The History Factory Podcast · The AI Data Gap: Why Historical Assets Matter More Than Ever

Share this episode

As artificial intelligence continues to reshape how organizations access and apply information, many companies are overlooking one of their most powerful resources: corporate archives. Chris Juhasz, senior director of archives at History Factory, explains how archival collections—when properly digitized, structured and made accessible—can serve as a trusted foundation for AI tools and enterprise-wide knowledge systems. These records hold critical context, institutional memory and source-verified data that large language models often lack.

Rather than viewing archives as static repositories, Chris makes the case for treating them as dynamic, intelligence-enabling platforms. For brands looking to lead in the AI era, activating heritage may be the smartest move they haven’t made yet.

Transcript:

Jason Dressel 0:11
Today on The History Factory Podcast, corporate archives and their role in the new era of AI with history factory’s Chris Juhasz.

Jason Dressel 0:25
I’m Jason Dressel, and welcome to The History Factory Podcast, the podcast at the intersection of business and history today, I’m joined by my longtime friend and colleague, Chris Juhasz, senior director of archives, and we’re here to talk about archives from a very different dimension, and that is in the context of AI as companies race to train smarter models and produce content that is accurate, relevant and enriching, we’ll explore how historical assets, often overlooked, may become some of the most valuable data sets of all. So let’s jump right into the conversation with Chris.

Jason Dressel 1:09
Mr. Chris Juhasz, welcome to The History Factory Podcast.

Chris Juhasz 1:12
Well, thanks for having me, I’m happy to be here.

Jason Dressel 1:15
Yeah, thrilled to have you, so amazing. This is your first time on but Chris, why don’t you, for our listeners, why don’t you just provide a little bit of a background on who you are and your role here at History Factory.

Chris Juhasz 1:27
Of course. Well, I’ll start by saying I’m a professional archivist. First and foremost, I have held certification from The Academy of Certified Archivists. I’m educated as a librarian so I came right from library school to History Factory in 2003. I’ve been with this organization for 22 years now. I started out as an entry level archivist and now I have the privilege of leading our archival team here in our archival facility in Virginia. So my work centers on, you know, overseeing the day to day here, and helping out where I can with project operation. But also I’m heavily involved in strategy work, helping our clients plan archival projects and programs and doing a lot of the upfront work that happens before an archival program comes into being.

▸ Exercise 1
For each statement, say yes or no to whether it agrees with the podcast page, and quote the words of the page that decide it. (a) Chris Juhasz came to History Factory in 2003 straight from library school. (b) Chris Juhasz has appeared on the podcast several times before. (c) The archival facility where Chris Juhasz leads the team is in Virginia.

▸ Data in this exercise
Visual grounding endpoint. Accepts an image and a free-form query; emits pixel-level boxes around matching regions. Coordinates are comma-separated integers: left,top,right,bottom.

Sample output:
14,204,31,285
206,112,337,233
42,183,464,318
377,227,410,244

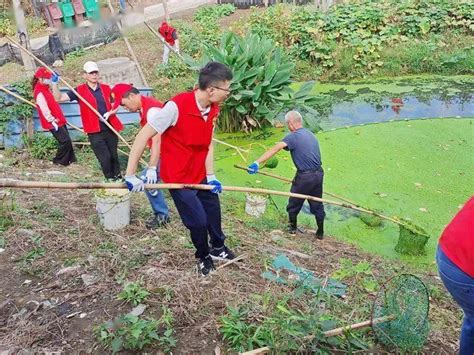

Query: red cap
112,83,133,110
35,67,53,79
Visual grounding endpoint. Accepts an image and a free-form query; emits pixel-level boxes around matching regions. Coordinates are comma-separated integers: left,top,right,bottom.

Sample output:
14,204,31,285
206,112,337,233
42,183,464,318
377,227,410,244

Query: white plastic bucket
95,189,130,230
245,193,267,217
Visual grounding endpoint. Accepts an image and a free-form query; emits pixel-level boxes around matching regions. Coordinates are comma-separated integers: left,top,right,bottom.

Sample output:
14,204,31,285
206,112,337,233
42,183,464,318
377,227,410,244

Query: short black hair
199,62,232,90
123,87,140,97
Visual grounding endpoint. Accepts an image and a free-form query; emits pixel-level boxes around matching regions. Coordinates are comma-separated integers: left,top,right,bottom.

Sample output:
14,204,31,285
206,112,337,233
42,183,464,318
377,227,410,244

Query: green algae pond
216,118,474,269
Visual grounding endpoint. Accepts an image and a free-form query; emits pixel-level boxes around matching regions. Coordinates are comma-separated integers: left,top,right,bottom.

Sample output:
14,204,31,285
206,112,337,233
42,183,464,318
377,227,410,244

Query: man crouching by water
247,111,326,239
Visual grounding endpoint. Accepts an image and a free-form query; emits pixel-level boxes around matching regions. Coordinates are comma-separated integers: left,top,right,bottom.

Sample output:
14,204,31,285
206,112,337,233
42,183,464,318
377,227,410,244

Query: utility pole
13,0,36,72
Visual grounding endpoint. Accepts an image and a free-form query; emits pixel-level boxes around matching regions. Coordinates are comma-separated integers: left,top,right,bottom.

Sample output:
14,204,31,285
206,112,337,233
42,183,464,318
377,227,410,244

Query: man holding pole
125,62,235,276
112,83,170,229
158,21,179,65
51,62,123,180
247,111,326,239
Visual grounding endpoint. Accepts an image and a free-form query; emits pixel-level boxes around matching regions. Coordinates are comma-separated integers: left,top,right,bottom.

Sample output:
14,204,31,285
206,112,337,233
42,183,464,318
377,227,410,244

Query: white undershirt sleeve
146,101,179,134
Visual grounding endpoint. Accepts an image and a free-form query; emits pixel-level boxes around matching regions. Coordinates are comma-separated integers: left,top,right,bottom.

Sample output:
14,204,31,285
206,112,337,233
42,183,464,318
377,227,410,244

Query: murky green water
216,77,474,269
290,76,474,130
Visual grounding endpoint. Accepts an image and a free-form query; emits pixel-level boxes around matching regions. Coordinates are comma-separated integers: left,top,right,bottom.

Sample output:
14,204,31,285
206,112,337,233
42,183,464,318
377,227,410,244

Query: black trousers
286,169,326,221
169,180,225,258
88,129,122,179
50,126,76,166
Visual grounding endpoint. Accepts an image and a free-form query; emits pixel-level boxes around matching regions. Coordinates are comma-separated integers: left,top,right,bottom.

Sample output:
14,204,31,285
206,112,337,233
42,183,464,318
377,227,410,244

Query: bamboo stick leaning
0,179,399,218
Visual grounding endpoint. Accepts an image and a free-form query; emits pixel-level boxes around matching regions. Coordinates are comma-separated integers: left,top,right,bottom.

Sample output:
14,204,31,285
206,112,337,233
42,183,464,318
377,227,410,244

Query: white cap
82,62,99,74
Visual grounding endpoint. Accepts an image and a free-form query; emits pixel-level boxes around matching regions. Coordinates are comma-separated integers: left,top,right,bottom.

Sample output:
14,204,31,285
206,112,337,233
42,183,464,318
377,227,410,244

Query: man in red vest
158,21,179,65
436,196,474,355
125,62,235,276
51,62,123,180
112,83,170,229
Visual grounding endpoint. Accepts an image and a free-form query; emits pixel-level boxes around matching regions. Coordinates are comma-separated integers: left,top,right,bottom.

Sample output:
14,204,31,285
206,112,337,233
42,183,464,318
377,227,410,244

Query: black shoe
197,255,216,276
316,220,324,240
145,215,170,229
210,245,235,261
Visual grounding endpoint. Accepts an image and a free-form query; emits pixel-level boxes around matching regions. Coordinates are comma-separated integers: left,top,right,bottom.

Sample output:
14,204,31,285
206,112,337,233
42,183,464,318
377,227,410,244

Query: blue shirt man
247,111,326,239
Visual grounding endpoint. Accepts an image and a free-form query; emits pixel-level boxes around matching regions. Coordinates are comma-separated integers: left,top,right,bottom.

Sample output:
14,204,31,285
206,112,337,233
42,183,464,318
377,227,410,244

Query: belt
296,167,323,174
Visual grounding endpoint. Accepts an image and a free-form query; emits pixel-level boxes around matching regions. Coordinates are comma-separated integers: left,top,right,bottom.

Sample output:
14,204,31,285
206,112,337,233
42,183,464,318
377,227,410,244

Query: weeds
118,281,150,306
95,314,176,354
18,237,46,266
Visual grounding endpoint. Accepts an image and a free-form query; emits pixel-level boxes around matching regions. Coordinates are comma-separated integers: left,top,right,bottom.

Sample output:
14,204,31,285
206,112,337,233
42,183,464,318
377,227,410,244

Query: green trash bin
82,0,100,20
59,0,74,27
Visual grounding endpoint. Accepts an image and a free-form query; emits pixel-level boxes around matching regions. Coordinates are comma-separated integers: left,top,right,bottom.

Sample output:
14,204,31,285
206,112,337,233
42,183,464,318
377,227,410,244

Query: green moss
395,221,430,255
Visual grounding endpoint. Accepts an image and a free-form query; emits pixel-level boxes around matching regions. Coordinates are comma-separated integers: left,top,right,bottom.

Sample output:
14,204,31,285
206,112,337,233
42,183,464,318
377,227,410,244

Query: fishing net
372,274,429,352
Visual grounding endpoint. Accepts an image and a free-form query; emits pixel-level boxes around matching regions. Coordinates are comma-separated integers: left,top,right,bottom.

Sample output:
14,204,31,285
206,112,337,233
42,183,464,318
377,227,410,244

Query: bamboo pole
0,85,84,133
234,164,403,225
234,164,361,207
0,179,400,224
6,36,132,149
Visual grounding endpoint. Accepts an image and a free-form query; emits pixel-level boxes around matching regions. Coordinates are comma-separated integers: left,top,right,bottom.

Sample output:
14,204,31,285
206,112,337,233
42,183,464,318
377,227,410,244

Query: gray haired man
247,111,326,239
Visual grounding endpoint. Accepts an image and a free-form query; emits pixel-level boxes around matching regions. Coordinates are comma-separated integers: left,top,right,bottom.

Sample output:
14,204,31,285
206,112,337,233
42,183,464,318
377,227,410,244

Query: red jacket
160,92,219,184
33,82,66,131
439,196,474,278
140,95,163,148
77,84,123,133
158,22,176,46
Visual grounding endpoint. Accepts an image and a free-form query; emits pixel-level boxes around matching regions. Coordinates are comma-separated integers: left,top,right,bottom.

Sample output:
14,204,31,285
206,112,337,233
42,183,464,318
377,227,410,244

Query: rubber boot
316,219,324,239
288,214,298,234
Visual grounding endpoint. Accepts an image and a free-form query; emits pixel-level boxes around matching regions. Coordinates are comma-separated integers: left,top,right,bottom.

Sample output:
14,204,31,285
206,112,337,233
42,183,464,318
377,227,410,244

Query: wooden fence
217,0,343,11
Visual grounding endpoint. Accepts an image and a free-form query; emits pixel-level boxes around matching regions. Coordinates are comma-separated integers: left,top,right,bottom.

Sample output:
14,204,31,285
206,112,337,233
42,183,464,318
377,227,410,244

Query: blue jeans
436,246,474,355
140,167,169,219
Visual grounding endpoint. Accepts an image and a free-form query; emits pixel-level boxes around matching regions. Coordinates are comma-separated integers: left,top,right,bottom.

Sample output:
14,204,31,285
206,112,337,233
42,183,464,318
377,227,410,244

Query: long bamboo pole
234,164,403,225
6,36,132,149
0,179,400,223
0,85,84,133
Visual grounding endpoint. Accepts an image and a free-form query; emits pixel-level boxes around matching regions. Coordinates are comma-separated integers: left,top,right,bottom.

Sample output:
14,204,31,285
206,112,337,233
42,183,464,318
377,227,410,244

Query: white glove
145,167,158,184
125,175,145,192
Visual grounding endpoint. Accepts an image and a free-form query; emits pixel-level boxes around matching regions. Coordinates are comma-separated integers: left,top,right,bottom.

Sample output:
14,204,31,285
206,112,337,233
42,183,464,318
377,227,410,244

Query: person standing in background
31,67,76,166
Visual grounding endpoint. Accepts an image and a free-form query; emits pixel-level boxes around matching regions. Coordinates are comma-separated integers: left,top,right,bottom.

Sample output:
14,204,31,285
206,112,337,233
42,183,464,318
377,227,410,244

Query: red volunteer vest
160,91,219,184
77,84,123,133
33,83,66,131
439,196,474,278
158,22,176,46
140,95,163,148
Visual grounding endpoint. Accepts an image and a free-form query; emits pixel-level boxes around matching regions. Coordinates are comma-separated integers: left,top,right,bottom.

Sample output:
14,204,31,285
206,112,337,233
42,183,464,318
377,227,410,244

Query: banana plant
185,32,324,132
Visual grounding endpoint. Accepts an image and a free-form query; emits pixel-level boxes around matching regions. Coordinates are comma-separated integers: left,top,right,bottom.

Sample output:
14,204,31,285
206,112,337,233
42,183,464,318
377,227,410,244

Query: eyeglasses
211,86,231,94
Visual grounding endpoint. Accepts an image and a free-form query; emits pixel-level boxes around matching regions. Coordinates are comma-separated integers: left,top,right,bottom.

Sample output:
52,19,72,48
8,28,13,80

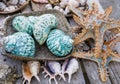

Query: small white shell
62,58,79,83
22,61,40,84
45,4,52,9
4,6,16,11
27,61,40,82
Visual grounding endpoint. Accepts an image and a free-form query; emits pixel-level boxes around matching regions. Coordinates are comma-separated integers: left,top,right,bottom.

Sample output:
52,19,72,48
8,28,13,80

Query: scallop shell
33,14,58,45
12,16,33,35
47,29,73,56
4,32,35,57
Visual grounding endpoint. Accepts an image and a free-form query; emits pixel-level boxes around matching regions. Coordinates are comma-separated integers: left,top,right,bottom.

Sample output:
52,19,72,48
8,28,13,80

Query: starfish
69,3,120,81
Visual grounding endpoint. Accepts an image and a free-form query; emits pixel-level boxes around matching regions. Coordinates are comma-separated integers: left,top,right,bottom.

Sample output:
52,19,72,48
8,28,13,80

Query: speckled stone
46,29,73,57
12,16,34,35
33,14,58,45
4,32,35,57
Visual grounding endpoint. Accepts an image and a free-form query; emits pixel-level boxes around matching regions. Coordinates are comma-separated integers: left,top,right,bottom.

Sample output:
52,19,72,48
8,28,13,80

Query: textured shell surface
12,16,33,35
0,2,6,11
47,29,73,56
4,32,35,57
33,14,58,45
0,63,19,84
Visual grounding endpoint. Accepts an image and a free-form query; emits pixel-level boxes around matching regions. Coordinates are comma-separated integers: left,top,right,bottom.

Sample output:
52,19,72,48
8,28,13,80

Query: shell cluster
45,0,87,15
0,0,26,12
0,63,19,84
4,32,35,57
47,29,73,56
43,58,79,84
22,58,79,84
10,14,73,56
33,14,58,45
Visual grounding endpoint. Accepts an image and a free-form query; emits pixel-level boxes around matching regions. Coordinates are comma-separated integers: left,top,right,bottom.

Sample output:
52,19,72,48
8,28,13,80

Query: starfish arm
105,21,120,33
108,34,120,48
68,6,83,19
73,15,85,28
112,57,120,62
74,29,94,45
98,66,108,81
72,52,98,62
110,51,120,59
94,25,103,57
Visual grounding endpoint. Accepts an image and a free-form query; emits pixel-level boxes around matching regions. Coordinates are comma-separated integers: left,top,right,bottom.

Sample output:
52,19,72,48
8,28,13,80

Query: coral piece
0,63,19,84
62,58,79,83
3,32,35,57
33,0,48,3
22,61,40,84
12,16,33,35
71,3,120,81
33,14,58,45
43,61,65,84
47,29,73,57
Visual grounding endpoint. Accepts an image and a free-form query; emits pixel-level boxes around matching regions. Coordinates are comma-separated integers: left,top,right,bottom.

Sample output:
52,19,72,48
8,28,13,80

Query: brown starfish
69,4,120,81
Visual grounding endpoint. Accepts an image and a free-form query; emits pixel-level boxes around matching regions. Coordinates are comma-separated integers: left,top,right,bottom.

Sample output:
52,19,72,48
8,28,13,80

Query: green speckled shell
33,14,58,45
12,16,34,35
4,32,35,57
47,29,73,57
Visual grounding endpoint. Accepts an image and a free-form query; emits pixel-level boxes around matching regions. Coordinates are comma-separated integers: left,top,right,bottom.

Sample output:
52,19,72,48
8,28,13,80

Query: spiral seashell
12,16,33,35
33,14,58,45
4,32,35,57
47,29,73,57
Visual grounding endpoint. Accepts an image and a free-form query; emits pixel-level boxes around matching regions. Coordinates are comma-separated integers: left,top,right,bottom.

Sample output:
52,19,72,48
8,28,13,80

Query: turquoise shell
12,16,34,35
33,14,58,45
4,32,35,57
46,29,73,57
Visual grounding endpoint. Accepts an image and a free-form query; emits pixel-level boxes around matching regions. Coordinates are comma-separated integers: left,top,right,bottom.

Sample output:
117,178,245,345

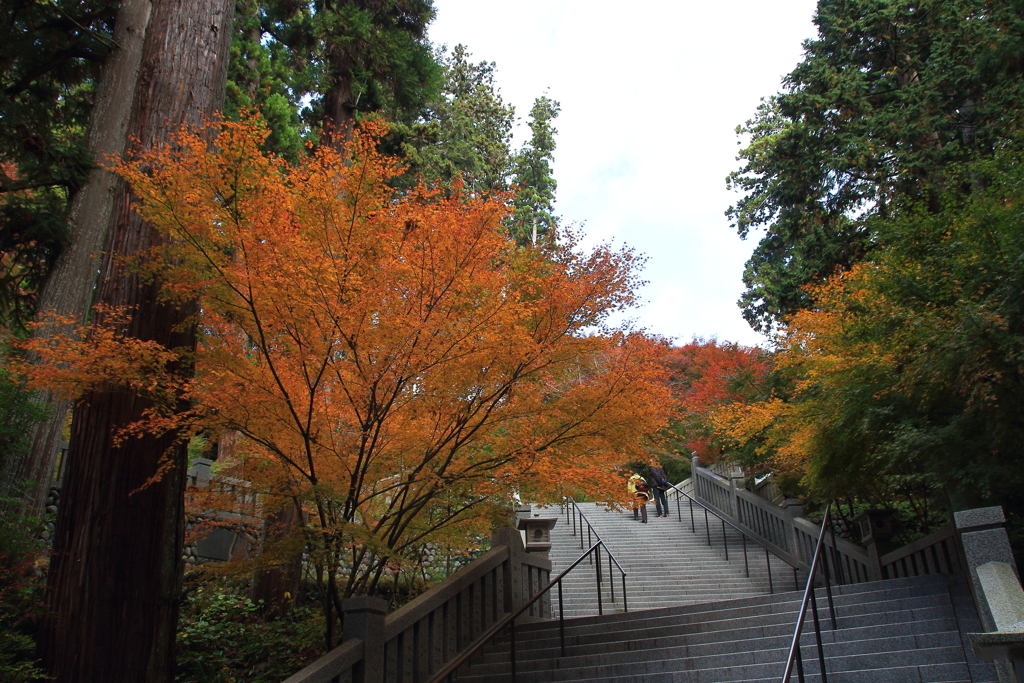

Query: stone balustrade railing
691,458,963,583
285,527,551,683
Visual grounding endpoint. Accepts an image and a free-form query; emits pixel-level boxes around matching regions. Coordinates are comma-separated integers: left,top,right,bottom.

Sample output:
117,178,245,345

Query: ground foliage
174,582,324,683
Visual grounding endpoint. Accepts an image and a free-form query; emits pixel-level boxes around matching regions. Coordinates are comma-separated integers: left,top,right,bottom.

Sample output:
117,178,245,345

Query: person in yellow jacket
626,472,650,524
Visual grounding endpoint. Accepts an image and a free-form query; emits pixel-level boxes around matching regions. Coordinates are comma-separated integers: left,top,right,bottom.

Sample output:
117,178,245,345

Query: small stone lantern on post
518,512,558,558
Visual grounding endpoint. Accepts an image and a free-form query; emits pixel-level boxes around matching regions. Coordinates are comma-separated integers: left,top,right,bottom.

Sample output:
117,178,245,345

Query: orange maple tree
19,120,672,634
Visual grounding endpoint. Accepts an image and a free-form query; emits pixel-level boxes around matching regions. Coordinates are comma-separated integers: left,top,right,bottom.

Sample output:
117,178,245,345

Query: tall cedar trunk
0,0,153,514
41,0,233,683
324,50,355,152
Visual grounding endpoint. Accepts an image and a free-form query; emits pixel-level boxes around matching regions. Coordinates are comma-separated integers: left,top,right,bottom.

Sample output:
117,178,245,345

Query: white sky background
430,0,815,344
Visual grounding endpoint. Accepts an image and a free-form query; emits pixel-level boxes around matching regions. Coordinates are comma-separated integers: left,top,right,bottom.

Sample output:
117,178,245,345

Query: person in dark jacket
647,463,669,517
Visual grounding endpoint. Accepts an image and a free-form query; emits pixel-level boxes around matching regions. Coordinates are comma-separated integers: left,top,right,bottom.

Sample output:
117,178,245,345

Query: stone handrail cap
953,506,1007,528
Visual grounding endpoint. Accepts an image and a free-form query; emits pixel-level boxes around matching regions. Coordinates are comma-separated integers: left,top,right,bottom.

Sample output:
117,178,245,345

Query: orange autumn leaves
18,121,671,581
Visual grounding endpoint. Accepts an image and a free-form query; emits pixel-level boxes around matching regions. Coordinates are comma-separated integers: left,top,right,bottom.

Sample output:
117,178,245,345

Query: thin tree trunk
40,0,233,683
0,0,153,515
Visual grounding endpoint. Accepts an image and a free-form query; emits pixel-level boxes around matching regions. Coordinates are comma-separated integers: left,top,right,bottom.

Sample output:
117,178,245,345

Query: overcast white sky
430,0,815,344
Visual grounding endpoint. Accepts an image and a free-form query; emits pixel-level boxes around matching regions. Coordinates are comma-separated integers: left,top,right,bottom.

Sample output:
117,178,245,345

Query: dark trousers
650,486,669,517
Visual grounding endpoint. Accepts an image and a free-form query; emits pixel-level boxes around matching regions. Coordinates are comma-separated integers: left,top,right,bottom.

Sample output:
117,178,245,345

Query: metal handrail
565,496,626,573
669,482,801,595
782,503,837,683
427,541,629,683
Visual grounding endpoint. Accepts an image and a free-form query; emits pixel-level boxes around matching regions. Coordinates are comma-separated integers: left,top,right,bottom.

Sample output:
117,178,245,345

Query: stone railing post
779,498,804,560
953,507,1024,683
490,526,527,612
341,596,387,683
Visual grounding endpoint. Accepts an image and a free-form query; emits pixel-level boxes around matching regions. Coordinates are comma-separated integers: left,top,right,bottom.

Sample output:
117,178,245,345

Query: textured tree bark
40,0,233,683
0,0,153,515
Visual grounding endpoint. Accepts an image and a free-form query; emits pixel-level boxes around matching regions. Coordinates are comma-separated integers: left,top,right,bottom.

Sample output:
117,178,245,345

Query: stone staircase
534,502,807,617
458,505,996,683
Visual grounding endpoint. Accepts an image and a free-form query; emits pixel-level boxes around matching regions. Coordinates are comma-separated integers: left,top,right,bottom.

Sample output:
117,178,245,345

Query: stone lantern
518,512,558,557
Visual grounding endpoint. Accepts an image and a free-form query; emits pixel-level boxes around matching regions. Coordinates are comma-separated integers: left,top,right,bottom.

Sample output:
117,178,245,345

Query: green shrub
175,584,324,683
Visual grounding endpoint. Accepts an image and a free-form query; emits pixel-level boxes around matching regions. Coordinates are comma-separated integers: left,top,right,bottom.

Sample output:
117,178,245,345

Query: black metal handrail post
669,483,800,594
566,496,626,602
781,503,836,683
428,540,628,683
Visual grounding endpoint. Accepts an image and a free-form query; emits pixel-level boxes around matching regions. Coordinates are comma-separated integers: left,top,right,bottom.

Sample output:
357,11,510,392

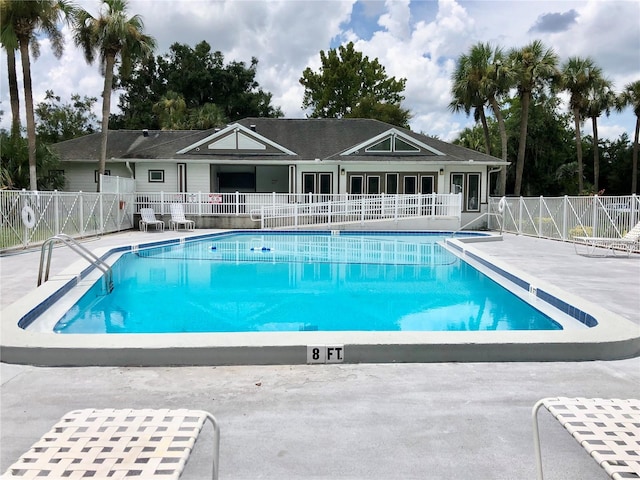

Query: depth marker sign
307,345,344,363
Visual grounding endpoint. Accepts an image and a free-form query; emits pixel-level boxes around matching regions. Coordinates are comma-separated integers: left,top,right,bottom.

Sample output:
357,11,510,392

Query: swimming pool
54,232,562,334
0,231,640,366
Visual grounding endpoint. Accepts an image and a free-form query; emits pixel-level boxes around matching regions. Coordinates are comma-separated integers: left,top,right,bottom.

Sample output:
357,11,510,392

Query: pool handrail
38,233,113,293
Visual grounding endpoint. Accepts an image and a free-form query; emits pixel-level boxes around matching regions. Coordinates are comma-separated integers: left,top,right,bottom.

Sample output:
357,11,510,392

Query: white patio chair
573,222,640,257
169,203,196,230
138,208,164,232
532,397,640,480
2,409,220,480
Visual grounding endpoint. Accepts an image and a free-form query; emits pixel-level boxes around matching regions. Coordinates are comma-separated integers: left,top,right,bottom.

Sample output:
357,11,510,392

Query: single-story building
54,118,508,212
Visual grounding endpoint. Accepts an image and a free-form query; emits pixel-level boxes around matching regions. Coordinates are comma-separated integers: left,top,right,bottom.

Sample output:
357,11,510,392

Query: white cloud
0,0,640,144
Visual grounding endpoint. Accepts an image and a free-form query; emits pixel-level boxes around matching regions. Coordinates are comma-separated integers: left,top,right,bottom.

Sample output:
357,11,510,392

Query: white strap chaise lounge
532,397,640,480
573,222,640,257
139,208,164,232
2,409,220,480
169,203,196,230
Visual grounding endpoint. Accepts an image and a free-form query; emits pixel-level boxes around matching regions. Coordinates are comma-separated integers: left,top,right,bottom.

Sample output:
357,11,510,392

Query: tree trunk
491,98,507,197
573,108,584,195
478,106,491,155
7,48,20,136
631,117,640,194
591,117,600,193
19,38,38,191
98,55,116,192
513,92,531,196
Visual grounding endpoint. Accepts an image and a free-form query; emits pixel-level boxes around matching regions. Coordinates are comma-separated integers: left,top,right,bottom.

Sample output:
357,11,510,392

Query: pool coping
0,232,640,366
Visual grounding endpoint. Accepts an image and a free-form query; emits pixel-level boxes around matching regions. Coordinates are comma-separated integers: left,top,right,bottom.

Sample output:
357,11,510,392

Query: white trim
340,128,444,156
176,123,297,155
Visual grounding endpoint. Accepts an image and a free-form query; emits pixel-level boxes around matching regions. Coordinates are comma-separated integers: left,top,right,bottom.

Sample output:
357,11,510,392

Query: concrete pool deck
0,232,640,480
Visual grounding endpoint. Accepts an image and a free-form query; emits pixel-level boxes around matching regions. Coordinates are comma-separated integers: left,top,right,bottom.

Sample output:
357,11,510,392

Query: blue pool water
54,232,561,333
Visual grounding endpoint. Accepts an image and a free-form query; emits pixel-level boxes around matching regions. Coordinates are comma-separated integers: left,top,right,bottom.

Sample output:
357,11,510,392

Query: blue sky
0,0,640,140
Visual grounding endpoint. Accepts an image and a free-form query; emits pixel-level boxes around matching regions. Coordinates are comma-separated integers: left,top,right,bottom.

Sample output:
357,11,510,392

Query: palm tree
449,50,491,155
188,103,229,130
449,43,513,195
74,0,156,190
616,80,640,194
152,91,187,130
584,78,616,192
560,57,602,193
0,0,74,190
0,4,20,135
509,40,558,195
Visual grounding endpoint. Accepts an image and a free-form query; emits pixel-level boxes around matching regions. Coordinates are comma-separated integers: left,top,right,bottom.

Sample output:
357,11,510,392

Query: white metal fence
489,195,640,251
251,193,461,228
0,190,134,250
0,189,461,250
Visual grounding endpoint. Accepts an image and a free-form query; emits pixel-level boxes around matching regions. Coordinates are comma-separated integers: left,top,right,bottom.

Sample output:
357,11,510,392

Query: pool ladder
38,233,113,293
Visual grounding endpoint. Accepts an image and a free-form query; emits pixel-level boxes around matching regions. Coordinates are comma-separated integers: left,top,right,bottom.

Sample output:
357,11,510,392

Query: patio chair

▸ Exercise 2
Turn the listing, from its first line up to and including the line with "245,193,267,217", into a JSON list of strings with one string per line. Skip blank lines and leave out the pictures.

▸ Output 1
(a) Yes: "I came right from library school to History Factory in 2003."
(b) No: "This is your first time on"
(c) Yes: "I have the privilege of leading our archival team here in our archival facility in Virginia."

▸ Output 2
[
  "Visual grounding endpoint. Accepts an image and a free-form query; emits pixel-level boxes around matching regions. Coordinates are comma-separated integers: left,top,right,bottom.",
  "Sample output:",
  "14,204,31,285",
  "206,112,337,233",
  "42,183,464,318",
  "377,227,410,244",
  "Query: red cap",
  "112,83,133,110",
  "35,67,53,79",
  "Visual grounding endpoint. Accepts an image and a free-form query; emits pixel-level boxes around matching regions. Coordinates are comma-separated integers: left,top,right,bottom.",
  "Sample output:",
  "14,204,31,285",
  "206,112,337,233",
  "42,183,464,318",
  "377,227,410,244",
  "Query: white plastic bucket",
  "95,189,130,230",
  "245,193,267,217"
]